» Given problem
Reproduce every line of the material below verbatim, without changing any characters or their order.
►
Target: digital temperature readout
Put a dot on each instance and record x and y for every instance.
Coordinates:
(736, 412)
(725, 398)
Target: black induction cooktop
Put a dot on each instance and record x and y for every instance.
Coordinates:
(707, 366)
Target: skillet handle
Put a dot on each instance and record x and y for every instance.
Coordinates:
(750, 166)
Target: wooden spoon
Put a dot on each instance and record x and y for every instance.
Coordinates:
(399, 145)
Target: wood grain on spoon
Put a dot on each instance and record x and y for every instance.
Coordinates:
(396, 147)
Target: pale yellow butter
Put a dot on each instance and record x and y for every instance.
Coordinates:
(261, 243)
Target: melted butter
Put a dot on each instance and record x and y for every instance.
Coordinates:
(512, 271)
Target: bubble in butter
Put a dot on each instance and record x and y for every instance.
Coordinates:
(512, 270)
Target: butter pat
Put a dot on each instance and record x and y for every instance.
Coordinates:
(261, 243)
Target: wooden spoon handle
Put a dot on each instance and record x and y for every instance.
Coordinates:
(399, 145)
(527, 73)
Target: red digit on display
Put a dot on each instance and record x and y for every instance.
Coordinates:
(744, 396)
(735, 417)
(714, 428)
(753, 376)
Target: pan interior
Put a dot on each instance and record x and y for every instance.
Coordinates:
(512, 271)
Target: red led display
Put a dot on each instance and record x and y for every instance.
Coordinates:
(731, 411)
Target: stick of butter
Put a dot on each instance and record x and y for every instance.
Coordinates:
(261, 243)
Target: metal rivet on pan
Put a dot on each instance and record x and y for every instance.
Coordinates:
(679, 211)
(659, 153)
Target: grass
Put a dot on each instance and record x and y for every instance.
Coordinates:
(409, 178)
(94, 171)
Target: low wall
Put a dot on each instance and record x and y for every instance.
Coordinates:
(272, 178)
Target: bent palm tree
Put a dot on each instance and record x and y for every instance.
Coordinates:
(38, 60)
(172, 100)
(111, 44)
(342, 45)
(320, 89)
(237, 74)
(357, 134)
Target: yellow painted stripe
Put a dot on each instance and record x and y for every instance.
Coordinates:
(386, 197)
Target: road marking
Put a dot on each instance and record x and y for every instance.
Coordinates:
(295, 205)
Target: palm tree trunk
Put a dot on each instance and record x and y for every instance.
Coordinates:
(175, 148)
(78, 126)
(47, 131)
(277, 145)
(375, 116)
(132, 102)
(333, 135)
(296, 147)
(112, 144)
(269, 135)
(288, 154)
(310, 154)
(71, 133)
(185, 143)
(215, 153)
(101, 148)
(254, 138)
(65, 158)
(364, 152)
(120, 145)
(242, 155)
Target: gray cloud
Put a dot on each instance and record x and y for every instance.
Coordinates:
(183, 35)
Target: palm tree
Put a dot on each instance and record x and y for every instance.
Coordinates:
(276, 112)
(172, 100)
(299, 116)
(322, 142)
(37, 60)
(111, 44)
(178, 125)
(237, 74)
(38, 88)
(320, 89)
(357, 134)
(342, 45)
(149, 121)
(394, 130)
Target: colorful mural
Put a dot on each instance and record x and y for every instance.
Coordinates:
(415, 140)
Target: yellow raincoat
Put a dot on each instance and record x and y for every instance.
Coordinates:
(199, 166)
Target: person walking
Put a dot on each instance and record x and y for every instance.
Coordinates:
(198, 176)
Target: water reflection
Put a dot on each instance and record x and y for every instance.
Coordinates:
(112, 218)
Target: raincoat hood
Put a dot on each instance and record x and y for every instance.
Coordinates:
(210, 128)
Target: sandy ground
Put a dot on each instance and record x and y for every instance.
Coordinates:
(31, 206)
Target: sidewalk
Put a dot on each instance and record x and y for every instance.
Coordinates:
◄
» Written solution
Target: digital temperature readout
Put a dot on each instance and record x and y for every instance.
Coordinates:
(736, 412)
(725, 398)
Target: black induction cooktop
Put a dot on each instance and record x and y for every instance.
Coordinates:
(707, 366)
Target: skillet handle
Put a dot on each instance and record x and y for every instance.
Coordinates:
(750, 166)
Target: wooden spoon
Put a dot on each instance and record x and y for every instance.
Coordinates:
(399, 145)
Target: wood grain on spoon
Put a dot on each instance and record x and y for every instance.
Coordinates:
(396, 147)
Target: pale yellow butter
Put a dot on each instance and record x and y for every instance.
Coordinates:
(261, 243)
Target: melted butter
Put a dot on each instance and record x and y for every instance.
Coordinates:
(512, 271)
Target: bubble in butter
Put a dot on each instance and record x and y for every instance.
Coordinates:
(512, 270)
Target: butter pat
Put a dot on each instance and record x and y for every instance.
Coordinates:
(261, 243)
Target: wooden spoon handle
Put a dot on each instance and record x and y for every instance.
Coordinates:
(399, 145)
(527, 73)
Target: red digit on display
Put a dot on each instance and record x and y for every instance.
Coordinates:
(744, 396)
(735, 417)
(714, 428)
(753, 376)
Target: pan interior
Put a dot on each instance and record x and y for every instance.
Coordinates:
(512, 271)
Target: red led display
Put a dot on each instance and record x and y for every instance.
Coordinates:
(731, 411)
Target: stick of butter
Put a dot on each instance and record x and y for every instance.
Coordinates:
(261, 243)
Target: metal rivet on pan
Put a dot on each instance and record x and y for every instance.
Coordinates:
(679, 211)
(659, 153)
Target: grass
Put a dot on each instance and record x and y for every instance.
Coordinates:
(409, 178)
(94, 171)
Target: low wall
Put a dot on each instance and record x and y for every instance.
Coordinates:
(272, 178)
Target: bent palm tree
Put a dot on each instance and record x and y for every instance.
Coordinates:
(38, 60)
(172, 100)
(111, 44)
(342, 45)
(320, 89)
(237, 74)
(357, 134)
Target: yellow painted stripe
Put a dot on each instance and record x and y for every instance.
Coordinates:
(386, 197)
Target: road marking
Put a dot on each instance and record x and y for every instance.
Coordinates:
(295, 205)
Target: palm tree trunk
Put a dot on each instance and record x and y for every instance.
Coordinates:
(175, 148)
(78, 126)
(47, 131)
(277, 145)
(375, 116)
(132, 102)
(333, 135)
(296, 147)
(112, 144)
(269, 135)
(288, 154)
(310, 154)
(71, 133)
(185, 143)
(215, 153)
(101, 148)
(254, 138)
(65, 158)
(364, 152)
(120, 145)
(242, 155)
Target: gray cloud
Put a dot on each instance and record x and y for every instance.
Coordinates:
(183, 35)
Target: palm tree
Put a dot on each instance and record x and y for every instance.
Coordinates:
(276, 112)
(172, 100)
(299, 116)
(322, 142)
(37, 60)
(111, 44)
(178, 125)
(237, 74)
(38, 88)
(320, 89)
(357, 134)
(342, 45)
(149, 121)
(394, 130)
Target: colorful mural
Put a dot on each instance and record x and y for every instance.
Coordinates:
(415, 140)
Target: yellow raincoat
Put a dot on each instance and record x and y for every instance.
Coordinates:
(199, 166)
Target: person walking
Put a dot on each instance and record x and y for every instance.
Coordinates:
(198, 176)
Target: water reflection
Put a dot on each instance and record x and y for every instance.
Coordinates:
(112, 218)
Target: raincoat hood
Put a dot on each instance and record x and y for every instance.
Coordinates:
(210, 128)
Target: sandy ground
Put a dot on each instance and record x and y for every instance.
Coordinates:
(31, 206)
Target: sidewalk
Put a dot on each instance and record x and y for every instance.
Coordinates:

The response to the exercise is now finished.